▶ WHAT TO PRODUCE
Look through the material beneath and copy each line with the word "person".

(RECORD EXCERPTS begins)

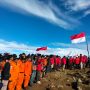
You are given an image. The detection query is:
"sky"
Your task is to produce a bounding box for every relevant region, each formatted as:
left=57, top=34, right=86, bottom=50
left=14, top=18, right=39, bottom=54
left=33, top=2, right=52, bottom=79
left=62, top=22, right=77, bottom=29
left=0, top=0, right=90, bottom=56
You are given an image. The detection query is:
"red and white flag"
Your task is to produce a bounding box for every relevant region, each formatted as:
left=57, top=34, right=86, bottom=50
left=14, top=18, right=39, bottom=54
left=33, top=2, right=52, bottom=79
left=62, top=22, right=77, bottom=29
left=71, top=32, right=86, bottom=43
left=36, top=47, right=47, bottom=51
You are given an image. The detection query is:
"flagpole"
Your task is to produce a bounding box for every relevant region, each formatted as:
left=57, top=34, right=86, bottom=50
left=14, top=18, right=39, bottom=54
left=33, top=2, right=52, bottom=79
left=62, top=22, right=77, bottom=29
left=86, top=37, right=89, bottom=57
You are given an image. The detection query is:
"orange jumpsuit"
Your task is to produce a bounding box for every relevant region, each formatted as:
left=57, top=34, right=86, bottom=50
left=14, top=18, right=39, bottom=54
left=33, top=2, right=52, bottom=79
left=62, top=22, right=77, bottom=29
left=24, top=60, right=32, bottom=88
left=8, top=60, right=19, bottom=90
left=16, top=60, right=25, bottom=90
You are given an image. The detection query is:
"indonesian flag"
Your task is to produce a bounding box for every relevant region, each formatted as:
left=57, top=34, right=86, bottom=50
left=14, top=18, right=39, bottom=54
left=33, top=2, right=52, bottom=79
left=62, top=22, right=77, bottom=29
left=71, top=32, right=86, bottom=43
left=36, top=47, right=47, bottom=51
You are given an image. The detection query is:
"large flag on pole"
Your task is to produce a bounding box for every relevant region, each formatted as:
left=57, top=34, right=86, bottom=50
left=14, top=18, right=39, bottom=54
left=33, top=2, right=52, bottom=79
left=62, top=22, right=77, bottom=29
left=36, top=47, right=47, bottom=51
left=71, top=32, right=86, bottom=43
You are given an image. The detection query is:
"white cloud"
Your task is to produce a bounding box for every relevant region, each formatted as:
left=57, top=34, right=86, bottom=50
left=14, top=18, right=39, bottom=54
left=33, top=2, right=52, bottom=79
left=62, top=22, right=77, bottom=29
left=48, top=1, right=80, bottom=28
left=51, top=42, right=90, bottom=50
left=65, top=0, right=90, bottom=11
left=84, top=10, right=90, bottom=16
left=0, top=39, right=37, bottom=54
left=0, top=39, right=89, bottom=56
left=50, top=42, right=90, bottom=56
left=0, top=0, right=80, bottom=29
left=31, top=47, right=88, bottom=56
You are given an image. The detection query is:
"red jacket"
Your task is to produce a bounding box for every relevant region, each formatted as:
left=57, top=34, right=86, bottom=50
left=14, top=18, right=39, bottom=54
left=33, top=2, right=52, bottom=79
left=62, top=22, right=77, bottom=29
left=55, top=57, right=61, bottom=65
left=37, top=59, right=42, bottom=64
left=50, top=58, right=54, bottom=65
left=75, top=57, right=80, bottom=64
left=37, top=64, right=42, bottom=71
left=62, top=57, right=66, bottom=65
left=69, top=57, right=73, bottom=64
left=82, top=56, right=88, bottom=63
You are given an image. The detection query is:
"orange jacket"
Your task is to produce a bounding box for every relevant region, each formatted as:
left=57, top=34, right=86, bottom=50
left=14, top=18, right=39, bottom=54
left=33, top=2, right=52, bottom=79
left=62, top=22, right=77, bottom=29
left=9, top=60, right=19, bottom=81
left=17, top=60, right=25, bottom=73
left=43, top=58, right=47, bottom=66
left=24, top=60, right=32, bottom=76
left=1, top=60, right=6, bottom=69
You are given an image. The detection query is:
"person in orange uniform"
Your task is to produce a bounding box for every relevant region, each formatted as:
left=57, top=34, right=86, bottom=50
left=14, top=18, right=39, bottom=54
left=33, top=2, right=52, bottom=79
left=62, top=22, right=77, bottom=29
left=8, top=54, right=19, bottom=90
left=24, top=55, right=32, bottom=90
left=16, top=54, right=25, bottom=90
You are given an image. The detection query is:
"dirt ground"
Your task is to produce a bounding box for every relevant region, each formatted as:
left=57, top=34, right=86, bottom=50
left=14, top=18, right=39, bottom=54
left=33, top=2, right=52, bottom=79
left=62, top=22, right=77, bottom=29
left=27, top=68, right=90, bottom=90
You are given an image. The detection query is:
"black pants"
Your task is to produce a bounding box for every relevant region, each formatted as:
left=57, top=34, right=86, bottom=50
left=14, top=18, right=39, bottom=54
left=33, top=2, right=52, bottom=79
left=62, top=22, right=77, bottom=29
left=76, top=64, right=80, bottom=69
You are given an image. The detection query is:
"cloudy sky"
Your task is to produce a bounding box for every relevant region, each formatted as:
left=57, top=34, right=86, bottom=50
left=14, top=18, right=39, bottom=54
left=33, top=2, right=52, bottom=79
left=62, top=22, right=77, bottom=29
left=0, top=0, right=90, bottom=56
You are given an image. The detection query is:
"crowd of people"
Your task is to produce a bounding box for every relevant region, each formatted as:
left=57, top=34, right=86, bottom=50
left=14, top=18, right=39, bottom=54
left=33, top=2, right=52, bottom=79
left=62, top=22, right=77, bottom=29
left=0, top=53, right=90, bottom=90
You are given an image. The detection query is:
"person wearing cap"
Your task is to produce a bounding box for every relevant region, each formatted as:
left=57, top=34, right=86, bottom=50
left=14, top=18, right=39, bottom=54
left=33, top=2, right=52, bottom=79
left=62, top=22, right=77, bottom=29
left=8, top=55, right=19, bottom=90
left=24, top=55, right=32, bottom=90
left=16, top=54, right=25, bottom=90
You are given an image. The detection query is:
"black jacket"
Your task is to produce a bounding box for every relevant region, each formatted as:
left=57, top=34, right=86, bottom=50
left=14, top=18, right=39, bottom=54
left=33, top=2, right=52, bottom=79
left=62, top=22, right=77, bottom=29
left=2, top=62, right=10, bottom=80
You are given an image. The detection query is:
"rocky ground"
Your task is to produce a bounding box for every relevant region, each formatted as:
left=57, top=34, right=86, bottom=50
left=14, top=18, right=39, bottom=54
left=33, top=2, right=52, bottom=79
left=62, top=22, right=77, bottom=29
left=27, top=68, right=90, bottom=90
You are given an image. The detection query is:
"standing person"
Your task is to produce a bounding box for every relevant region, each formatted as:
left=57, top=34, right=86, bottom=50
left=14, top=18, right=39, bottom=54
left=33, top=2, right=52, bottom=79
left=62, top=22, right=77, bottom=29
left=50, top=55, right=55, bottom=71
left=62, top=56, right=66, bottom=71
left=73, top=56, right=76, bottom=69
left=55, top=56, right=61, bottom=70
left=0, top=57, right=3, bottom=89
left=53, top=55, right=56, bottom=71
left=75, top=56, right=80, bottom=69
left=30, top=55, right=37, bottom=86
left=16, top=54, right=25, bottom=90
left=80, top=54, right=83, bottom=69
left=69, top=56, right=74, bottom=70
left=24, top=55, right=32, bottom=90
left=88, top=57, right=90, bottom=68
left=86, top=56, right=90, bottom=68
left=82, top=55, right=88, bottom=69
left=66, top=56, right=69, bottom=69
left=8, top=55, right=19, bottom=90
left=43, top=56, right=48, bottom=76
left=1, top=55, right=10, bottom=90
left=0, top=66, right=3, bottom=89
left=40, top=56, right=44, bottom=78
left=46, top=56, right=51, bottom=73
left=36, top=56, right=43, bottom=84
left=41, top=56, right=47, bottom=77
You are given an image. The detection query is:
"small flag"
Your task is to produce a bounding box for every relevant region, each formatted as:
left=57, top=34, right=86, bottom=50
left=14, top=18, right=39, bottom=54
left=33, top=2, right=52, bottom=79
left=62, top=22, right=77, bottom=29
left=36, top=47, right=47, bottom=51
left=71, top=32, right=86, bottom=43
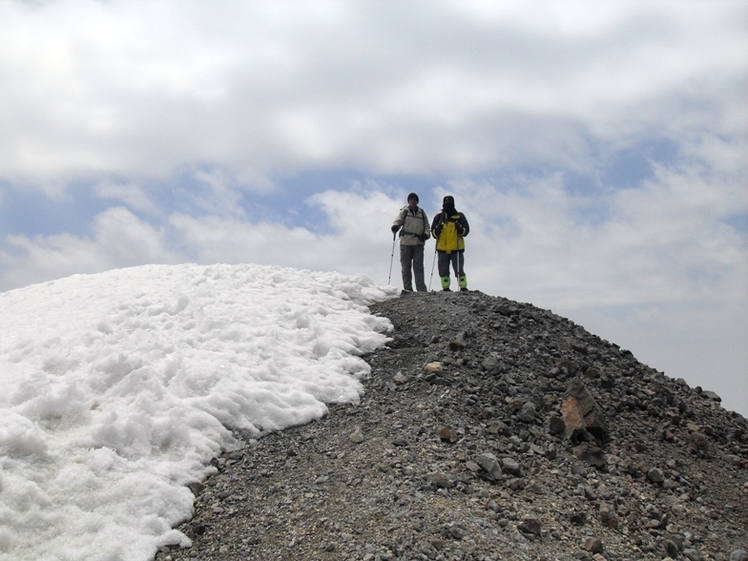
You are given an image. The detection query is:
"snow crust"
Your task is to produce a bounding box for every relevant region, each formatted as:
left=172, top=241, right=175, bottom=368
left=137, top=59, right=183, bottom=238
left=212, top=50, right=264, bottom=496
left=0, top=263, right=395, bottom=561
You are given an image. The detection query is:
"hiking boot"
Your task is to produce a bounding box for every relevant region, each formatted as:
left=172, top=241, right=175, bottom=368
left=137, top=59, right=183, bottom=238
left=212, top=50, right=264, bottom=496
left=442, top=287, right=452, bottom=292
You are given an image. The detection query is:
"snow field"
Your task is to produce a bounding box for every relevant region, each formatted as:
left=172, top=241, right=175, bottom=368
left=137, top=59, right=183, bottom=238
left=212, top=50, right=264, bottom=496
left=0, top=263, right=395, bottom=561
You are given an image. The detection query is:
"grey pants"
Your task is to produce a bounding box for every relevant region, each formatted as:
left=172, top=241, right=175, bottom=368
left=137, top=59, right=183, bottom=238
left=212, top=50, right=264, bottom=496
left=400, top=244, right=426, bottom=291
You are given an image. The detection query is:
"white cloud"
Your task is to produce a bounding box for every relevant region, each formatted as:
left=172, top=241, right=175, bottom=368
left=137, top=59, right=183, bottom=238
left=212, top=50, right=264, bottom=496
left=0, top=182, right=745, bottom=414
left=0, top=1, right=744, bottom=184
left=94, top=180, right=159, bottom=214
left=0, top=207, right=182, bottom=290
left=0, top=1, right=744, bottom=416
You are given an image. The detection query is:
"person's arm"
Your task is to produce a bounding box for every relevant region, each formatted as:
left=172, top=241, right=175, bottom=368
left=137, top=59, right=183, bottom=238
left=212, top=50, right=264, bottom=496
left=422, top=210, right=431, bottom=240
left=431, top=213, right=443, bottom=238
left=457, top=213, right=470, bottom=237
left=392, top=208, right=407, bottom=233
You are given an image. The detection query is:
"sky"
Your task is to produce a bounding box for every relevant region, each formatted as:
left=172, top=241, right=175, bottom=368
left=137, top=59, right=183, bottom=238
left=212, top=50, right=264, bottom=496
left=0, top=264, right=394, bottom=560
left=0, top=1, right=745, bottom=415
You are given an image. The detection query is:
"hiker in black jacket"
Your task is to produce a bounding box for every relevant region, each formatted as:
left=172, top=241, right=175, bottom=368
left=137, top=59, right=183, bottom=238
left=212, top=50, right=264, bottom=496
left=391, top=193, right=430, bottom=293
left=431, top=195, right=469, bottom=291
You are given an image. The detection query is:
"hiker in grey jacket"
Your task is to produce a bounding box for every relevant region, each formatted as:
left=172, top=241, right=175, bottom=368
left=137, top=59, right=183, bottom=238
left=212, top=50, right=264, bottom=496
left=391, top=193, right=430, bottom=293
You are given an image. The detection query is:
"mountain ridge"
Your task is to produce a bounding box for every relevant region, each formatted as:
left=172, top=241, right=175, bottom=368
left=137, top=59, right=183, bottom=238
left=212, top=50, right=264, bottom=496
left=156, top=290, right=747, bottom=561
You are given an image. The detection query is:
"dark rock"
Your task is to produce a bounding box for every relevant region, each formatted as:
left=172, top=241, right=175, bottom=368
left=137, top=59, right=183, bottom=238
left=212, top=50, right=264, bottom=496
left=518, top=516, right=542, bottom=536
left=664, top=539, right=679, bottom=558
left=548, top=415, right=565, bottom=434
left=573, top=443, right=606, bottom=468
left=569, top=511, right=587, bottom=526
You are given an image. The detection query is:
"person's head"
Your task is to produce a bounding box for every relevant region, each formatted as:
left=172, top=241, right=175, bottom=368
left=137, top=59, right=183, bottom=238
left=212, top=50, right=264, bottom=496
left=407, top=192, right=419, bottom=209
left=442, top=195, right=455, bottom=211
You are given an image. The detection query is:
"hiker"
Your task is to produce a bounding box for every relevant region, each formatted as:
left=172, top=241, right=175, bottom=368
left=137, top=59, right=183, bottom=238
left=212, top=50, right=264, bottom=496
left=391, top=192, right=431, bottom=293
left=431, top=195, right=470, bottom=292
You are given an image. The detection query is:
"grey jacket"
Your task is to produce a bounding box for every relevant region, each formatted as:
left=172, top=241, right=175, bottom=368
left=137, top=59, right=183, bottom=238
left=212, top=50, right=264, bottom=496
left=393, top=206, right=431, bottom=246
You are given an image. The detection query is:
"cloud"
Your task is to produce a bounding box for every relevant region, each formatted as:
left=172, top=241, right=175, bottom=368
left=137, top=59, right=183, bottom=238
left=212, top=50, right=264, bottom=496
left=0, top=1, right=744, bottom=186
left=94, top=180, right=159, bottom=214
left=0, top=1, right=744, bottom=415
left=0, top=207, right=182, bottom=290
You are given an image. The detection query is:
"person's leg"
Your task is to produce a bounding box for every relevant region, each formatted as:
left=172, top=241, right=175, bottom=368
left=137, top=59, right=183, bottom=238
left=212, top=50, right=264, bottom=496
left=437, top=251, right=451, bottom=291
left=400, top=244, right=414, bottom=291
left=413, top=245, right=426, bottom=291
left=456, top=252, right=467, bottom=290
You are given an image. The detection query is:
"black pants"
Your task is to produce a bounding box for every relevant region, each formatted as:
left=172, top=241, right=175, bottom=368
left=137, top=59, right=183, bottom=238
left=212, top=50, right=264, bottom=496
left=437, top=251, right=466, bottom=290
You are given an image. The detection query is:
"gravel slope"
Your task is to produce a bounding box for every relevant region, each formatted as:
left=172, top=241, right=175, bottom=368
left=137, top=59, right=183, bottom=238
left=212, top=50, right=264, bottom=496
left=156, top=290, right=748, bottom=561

(RECORD EXCERPTS ends)

▶ SOLUTION TO THE EXERCISE
"person in orange uniform"
"person wearing cap"
"standing person"
"person's arm"
"person's head"
"person's leg"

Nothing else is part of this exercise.